■ SHORT PROBLEM:
Go through the listing and list each line that contains the word "target", copying every such line in full.

■ RAW DATA:

** BEGIN **

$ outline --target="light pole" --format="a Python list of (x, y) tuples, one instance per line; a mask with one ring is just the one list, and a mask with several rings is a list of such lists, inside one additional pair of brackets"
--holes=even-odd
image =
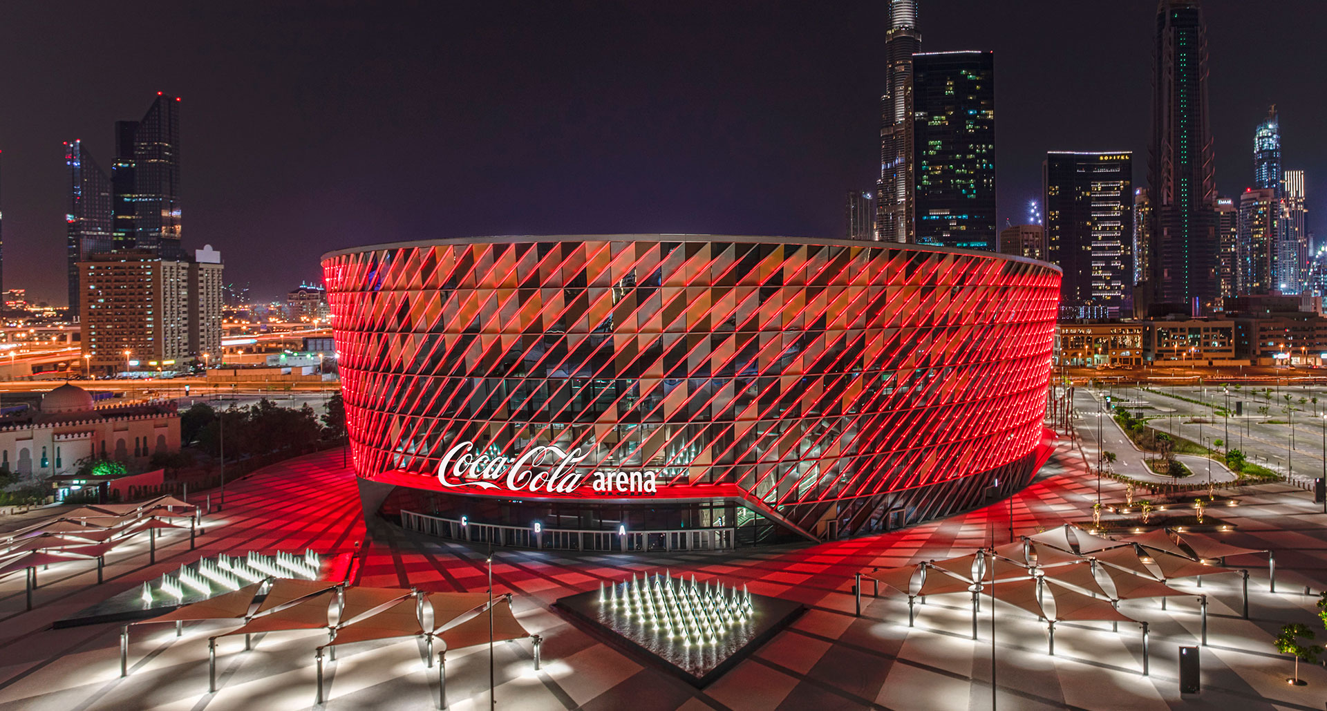
[(1226, 391), (1226, 454), (1230, 454), (1230, 387), (1222, 387)]
[(226, 507), (226, 410), (222, 410), (216, 418), (216, 440), (218, 467), (222, 472), (222, 497), (216, 511), (222, 511)]
[[(1107, 395), (1109, 397), (1109, 395)], [(1105, 444), (1101, 442), (1101, 403), (1096, 406), (1096, 507), (1101, 508), (1101, 456)]]

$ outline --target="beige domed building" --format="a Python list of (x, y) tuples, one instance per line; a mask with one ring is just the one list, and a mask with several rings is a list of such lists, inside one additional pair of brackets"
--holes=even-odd
[(176, 451), (174, 402), (98, 406), (92, 393), (65, 383), (36, 407), (0, 418), (0, 467), (23, 475), (69, 474), (88, 458), (142, 466)]

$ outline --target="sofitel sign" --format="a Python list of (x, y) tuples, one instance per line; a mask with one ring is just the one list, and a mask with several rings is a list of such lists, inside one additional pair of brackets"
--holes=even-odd
[(531, 493), (573, 493), (587, 479), (596, 493), (654, 493), (654, 470), (592, 470), (580, 463), (589, 452), (580, 447), (567, 452), (555, 444), (531, 447), (516, 458), (475, 455), (472, 442), (447, 450), (438, 463), (438, 482), (447, 488), (528, 491)]

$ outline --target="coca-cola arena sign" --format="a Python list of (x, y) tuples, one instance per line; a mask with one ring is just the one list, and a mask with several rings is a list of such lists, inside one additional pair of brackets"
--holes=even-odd
[(525, 450), (520, 456), (475, 454), (472, 442), (454, 444), (438, 463), (438, 482), (447, 488), (575, 493), (589, 483), (596, 493), (654, 493), (660, 472), (581, 466), (591, 452), (556, 444)]

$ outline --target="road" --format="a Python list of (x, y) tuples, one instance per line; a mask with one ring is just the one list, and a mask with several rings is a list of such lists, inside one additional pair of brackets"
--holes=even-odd
[[(1124, 403), (1135, 415), (1148, 418), (1148, 424), (1162, 432), (1174, 434), (1192, 442), (1205, 442), (1213, 448), (1216, 440), (1229, 440), (1230, 448), (1243, 451), (1253, 462), (1273, 471), (1295, 476), (1323, 475), (1324, 434), (1327, 434), (1327, 387), (1290, 386), (1271, 387), (1271, 397), (1259, 389), (1230, 389), (1230, 417), (1222, 417), (1227, 391), (1222, 386), (1157, 387), (1148, 391), (1137, 387), (1108, 389), (1113, 402)], [(1083, 390), (1079, 389), (1078, 393)], [(1291, 397), (1292, 411), (1286, 411), (1285, 395)], [(1178, 395), (1178, 397), (1173, 397)], [(1188, 399), (1180, 399), (1188, 398)], [(1303, 398), (1306, 402), (1300, 403)], [(1314, 403), (1312, 398), (1318, 398)], [(1200, 401), (1197, 405), (1189, 401)], [(1095, 399), (1088, 407), (1096, 407)], [(1235, 403), (1243, 403), (1243, 414), (1234, 415)], [(1076, 407), (1084, 403), (1075, 401)], [(1261, 407), (1267, 410), (1261, 411)], [(1220, 409), (1220, 410), (1218, 410)], [(1083, 410), (1080, 410), (1083, 413)], [(1292, 423), (1292, 426), (1290, 424)], [(1292, 447), (1291, 447), (1291, 440)], [(1289, 462), (1289, 470), (1287, 470)]]
[[(1153, 474), (1152, 470), (1148, 468), (1144, 462), (1144, 452), (1124, 435), (1124, 431), (1120, 430), (1120, 426), (1116, 424), (1113, 418), (1105, 415), (1104, 395), (1099, 399), (1096, 393), (1091, 393), (1085, 389), (1078, 389), (1074, 393), (1074, 407), (1078, 410), (1075, 427), (1082, 438), (1080, 443), (1083, 447), (1083, 456), (1092, 467), (1096, 467), (1099, 448), (1104, 448), (1108, 452), (1115, 452), (1116, 460), (1112, 468), (1117, 474), (1123, 474), (1140, 482), (1157, 482), (1166, 484), (1176, 482), (1169, 476)], [(1101, 444), (1097, 444), (1099, 418)], [(1213, 462), (1205, 456), (1178, 455), (1177, 459), (1193, 471), (1193, 476), (1181, 479), (1181, 483), (1206, 483), (1209, 475), (1210, 479), (1217, 483), (1233, 482), (1238, 479), (1238, 476), (1233, 471), (1227, 470), (1225, 464)]]
[[(281, 407), (303, 407), (308, 405), (321, 415), (326, 411), (326, 401), (333, 393), (340, 391), (340, 381), (326, 382), (293, 382), (293, 383), (239, 383), (230, 385), (207, 383), (203, 378), (173, 378), (165, 381), (76, 381), (80, 387), (88, 390), (109, 390), (121, 397), (113, 401), (104, 401), (115, 405), (129, 405), (149, 399), (175, 401), (183, 411), (196, 402), (206, 402), (212, 407), (248, 407), (267, 398)], [(8, 381), (0, 382), (0, 405), (4, 403), (4, 393), (46, 393), (58, 387), (61, 381)], [(188, 386), (188, 393), (186, 393)]]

** END **

■ OUTPUT FOR THIS TASK:
$ outline --target="light pole" --format="a Python list of (x, y) tuples, one instance per line; a mask with one ring is just the one list, and a mask with several rings is a list of such lists, inside one additional pair of brackets"
$ outline --target="beige domed building" --format="a Python list of (x, y) tuples, one instance per line; a mask with one ring is just the one list, and a mask with several rings is a list of such lists, inside one additional pair of brackets"
$ outline --target="sofitel sign" --format="a Python list of (x, y) tuples, one instance per line; a mask with one ring is just the one list, and a mask with several rings is a list of such lists, inside one additional pair of brackets"
$ outline --target="coca-cola arena sign" --format="a Python list of (x, y) tuples, one instance per line; a mask with one ring is just the one list, and a mask with several rings is a list of such lists, inside one additional pair of brackets"
$ outline --target="road" --format="a Python list of (x, y) tuples, one instance per line; a mask with one ring is just the one list, and a mask with several rings is a list of such lists, inside one additional pair of brackets"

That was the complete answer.